CONJUNTO DE TAREFAS:
1: No trecho sobre a final contra a Checoslováquia, de quem era a voz que narrava cada gol pelo rádio?
2: Reescreva o trecho sobre a final contra a Checoslováquia, começando em "Quando a partida" e indo até "o futebol permite.", e substitua "menino" por "garoto".
3: Prolongue o trecho sobre a final contra a Checoslováquia a partir da última frase apresentada.

TRECHO SELECIONADO:
......

Doente, ouvi a final contra a Checoslováquia no quarto de casal dos meus pais. Lembro da voz de Fiori Gigliotti narrando cada gol pelo rádio, um Emerson num estojo de couro marron. O locutor mobilizava o país inteiro numa vibração emocionada, em que os objetos inanimados daquele quarto – o criado mudo, o abajur, as roupas dentro do armário, os cabides, os ternos do meu pai, o sapato de couro e sola de borracha do meu pai, aquelas gravatas bonitas como nunca vi igual, as bolsas que minha mãe guardava em caixas de papelão, e até o revolver 32 que meu pai manteve guardou até descobrir que os filhos estavam brincando com ele – pareciam fazer parte da torcida.
Quando a partida foi chegando ao final, eu estava tão emocionado que tive um delírio, coisa de Jorge Luís Borges. Imaginei que do outro lado do mundo, numa pequena casa na Checoslováquia, um menino ouvia o mesmo jogo ao lado do pai. Mas, na partida transmitida de rádio para aquele país, os checos é que venciam os brasileiros, também por 3 a 1. Os gols haviam sido feitos na mesma sequencia, no mesmo minuto – e lá, como na minha casa, todos estavam em festa, participando da mesma alegria única, inocente, que só o futebol permite.

......

DADOS DE ORIGEM:
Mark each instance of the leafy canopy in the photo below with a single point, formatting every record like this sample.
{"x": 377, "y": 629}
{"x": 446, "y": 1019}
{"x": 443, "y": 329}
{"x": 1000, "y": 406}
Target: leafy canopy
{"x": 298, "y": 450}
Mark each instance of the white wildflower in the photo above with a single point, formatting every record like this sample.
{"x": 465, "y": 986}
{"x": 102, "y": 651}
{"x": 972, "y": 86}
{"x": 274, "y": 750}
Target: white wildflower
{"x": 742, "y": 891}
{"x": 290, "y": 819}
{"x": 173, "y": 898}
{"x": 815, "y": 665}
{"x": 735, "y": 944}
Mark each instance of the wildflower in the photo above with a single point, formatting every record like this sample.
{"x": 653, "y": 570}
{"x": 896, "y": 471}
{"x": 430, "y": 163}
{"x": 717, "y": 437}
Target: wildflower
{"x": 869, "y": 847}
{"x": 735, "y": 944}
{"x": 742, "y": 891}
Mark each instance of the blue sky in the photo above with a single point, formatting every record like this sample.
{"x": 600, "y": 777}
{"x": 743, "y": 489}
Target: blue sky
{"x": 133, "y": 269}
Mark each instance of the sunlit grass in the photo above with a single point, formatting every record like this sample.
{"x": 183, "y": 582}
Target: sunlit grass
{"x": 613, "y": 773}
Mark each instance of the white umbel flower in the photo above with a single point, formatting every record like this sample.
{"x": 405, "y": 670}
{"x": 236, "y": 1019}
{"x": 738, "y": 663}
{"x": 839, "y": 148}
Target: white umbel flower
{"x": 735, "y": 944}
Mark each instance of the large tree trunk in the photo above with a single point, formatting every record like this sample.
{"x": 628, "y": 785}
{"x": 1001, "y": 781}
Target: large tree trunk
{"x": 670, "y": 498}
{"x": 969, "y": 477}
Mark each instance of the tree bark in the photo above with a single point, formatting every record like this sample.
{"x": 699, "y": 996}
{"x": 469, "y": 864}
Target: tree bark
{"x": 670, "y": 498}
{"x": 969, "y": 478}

......

RESULTADOS DO EXERCÍCIO:
1: De Fiori Gigliotti.

2:
Quando a partida foi chegando ao final, eu estava tão emocionado que tive um delírio, coisa de Jorge Luís Borges. Imaginei que do outro lado do mundo, numa pequena casa na Checoslováquia, um garoto ouvia o mesmo jogo ao lado do pai. Mas, na partida transmitida de rádio para aquele país, os checos é que venciam os brasileiros, também por 3 a 1. Os gols haviam sido feitos na mesma sequencia, no mesmo minuto – e lá, como na minha casa, todos estavam em festa, participando da mesma alegria única, inocente, que só o futebol permite.

3:
Esta era minha final imaginária. Eu pulava e abraçava meu pai em São Paulo, e, no mesmo minuto, na Checoslováquia, em movimentos sincronizados e simétricos, aquele menino e seu pai também se abraçavam. Eu dava socos no ar, gritava o nome dos nossos jogadores, o menino gritava o nome dos jogadores da seleção deles, com aqueles nomes esquisitos. Aos poucos, eu via que as ruas de São Paulo e da Checoslováquia estavam ficando cheias, eram duas multidões comemorando a Copa do Mundo, sem perceber que, no país do time adversário, também havia uma grande festa, que as pessoas que falavam outra língua e usavam roupas diferentes – além de tudo, os checos eram comunistas -- também eram campeãs mundiais, porque tudo não havia passado de uma magia, de um sonho, embalado pelos locutores de rádio, onde ninguém era derrotado, e só haviam vencedores e todos podiam ficar alegres.
Antes que alguém pergunte, cinco décadas depois, eu respondo.
Não. Não havia mensagem nessa fantasia. Nem utopia. Era pura maravilha, dos bons contos de fada, que são belos porque não querem nos levar a lugar algum, apenas a mundos que não existem, onde vigoram ideias que nunca pensamos, sonhos que nunca tivemos.
A natureza humana é crítica, os motivos para queixas existem.
Agora há uma raiva grande contra as alegrias do povo. Há o cinismo.
Isso arranca lágrimas dos meninos. No time de 2014, não há nenhum adulto. Ninguém com autoridade para gritar, levantar a cabeça e reagir.
É um problema real, do time, mas não é só.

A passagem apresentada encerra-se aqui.